## PROVIDED DATA
☆ ☆ ☆ ☆

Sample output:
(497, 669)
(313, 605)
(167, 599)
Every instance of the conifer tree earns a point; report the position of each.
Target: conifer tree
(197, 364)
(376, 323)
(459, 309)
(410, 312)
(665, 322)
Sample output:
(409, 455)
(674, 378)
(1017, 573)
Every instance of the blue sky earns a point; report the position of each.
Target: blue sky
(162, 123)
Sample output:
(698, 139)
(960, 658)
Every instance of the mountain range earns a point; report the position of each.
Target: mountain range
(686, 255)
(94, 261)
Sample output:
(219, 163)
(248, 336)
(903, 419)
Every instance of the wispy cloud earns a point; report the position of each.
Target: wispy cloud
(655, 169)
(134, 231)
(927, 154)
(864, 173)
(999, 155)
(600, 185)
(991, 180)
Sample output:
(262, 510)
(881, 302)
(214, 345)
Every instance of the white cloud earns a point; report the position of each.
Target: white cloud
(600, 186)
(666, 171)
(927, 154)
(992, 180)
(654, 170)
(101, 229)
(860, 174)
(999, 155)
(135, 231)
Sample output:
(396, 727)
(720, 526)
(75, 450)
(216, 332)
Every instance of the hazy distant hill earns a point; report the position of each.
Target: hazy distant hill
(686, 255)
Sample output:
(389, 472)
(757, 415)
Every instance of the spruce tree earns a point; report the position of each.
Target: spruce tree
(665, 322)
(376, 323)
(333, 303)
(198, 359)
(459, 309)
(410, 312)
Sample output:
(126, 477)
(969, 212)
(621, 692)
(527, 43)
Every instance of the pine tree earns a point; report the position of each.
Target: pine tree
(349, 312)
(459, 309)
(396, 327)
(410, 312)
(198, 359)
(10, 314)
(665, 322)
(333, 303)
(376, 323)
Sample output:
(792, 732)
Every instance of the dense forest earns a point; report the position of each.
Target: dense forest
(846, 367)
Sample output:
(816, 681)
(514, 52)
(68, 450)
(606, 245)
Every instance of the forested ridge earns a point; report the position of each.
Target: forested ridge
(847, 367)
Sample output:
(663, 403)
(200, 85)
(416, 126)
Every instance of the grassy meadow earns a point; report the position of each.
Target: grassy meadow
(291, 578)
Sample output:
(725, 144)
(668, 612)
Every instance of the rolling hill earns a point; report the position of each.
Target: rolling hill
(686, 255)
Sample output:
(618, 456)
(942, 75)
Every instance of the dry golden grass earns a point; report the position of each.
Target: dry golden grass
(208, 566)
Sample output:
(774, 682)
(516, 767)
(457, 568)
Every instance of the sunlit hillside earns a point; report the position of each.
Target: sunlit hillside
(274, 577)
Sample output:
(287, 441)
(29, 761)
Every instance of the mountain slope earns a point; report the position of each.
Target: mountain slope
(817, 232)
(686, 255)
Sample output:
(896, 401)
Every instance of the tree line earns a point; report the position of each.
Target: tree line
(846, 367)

☆ ☆ ☆ ☆

## WHAT IS EXPECTED
Write the records out again, character for character.

## OUTPUT FOR THIS TASK
Sample output:
(497, 669)
(313, 605)
(167, 599)
Every instance of the conifer tree earns a point; report the position of each.
Target: conifer tree
(197, 364)
(376, 323)
(459, 309)
(410, 312)
(665, 322)
Sample output:
(409, 455)
(674, 378)
(1017, 573)
Every instance of the blue sky earns a point; report the position of each.
Target: blue sky
(162, 123)
Sample output:
(698, 139)
(960, 658)
Every instance of the mountain range earns a point; report the position of each.
Target: mountain range
(686, 255)
(94, 261)
Sample output:
(219, 163)
(248, 336)
(903, 419)
Every instance of the wispy cloud earns a point; report the position of each.
Target: wispy cloud
(655, 169)
(134, 231)
(927, 154)
(864, 173)
(999, 155)
(600, 185)
(991, 180)
Sample output:
(262, 510)
(881, 302)
(214, 345)
Every instance of the white cloud earns a point; report the position of each.
Target: white cloud
(600, 186)
(666, 171)
(927, 154)
(992, 180)
(654, 170)
(101, 229)
(860, 174)
(999, 155)
(135, 231)
Sample output:
(396, 727)
(720, 526)
(75, 450)
(216, 332)
Every instance of the hazy distant hill earns a point; report the position of each.
Target: hazy distant hill
(686, 255)
Sample output:
(389, 472)
(757, 415)
Every instance of the spruce tree earns a point; report the position of each.
Target: spruce tree
(665, 322)
(376, 323)
(333, 303)
(198, 359)
(459, 309)
(410, 312)
Sample output:
(126, 477)
(969, 212)
(621, 692)
(527, 43)
Every instance of the pine tree earns a point; report the position of each.
Target: pine tree
(349, 312)
(459, 309)
(396, 327)
(410, 312)
(198, 359)
(10, 314)
(665, 322)
(333, 303)
(376, 323)
Sample output:
(792, 732)
Every instance of the dense forest earns a point; report the position of each.
Target: dense forest
(846, 367)
Sample output:
(816, 681)
(514, 52)
(68, 450)
(606, 245)
Every instance of the forested ridge earns a point; report the position of each.
Target: forested ridge
(847, 367)
Sample output:
(663, 403)
(200, 85)
(416, 126)
Every instance of the grassy meadow earns a point; report the position of each.
Target: grassy meadow
(291, 578)
Sample output:
(725, 144)
(668, 612)
Every instance of the rolling hill earns a point; report the position of each.
Target: rolling hill
(686, 255)
Sample output:
(618, 456)
(942, 75)
Every instance of the dry golden grass earns a point; report the position of each.
Target: dry golden grass
(208, 566)
Sample output:
(774, 682)
(516, 767)
(457, 568)
Every instance of the sunlit hillside earns a point; report the position of each.
Target: sunlit hillside
(274, 577)
Sample output:
(287, 441)
(29, 761)
Every instance of the mountain slope earns a point; report the position of each.
Target: mountain slope
(817, 232)
(686, 255)
Sample output:
(896, 401)
Every instance of the tree line earns a point; report the position of each.
Target: tree line
(846, 367)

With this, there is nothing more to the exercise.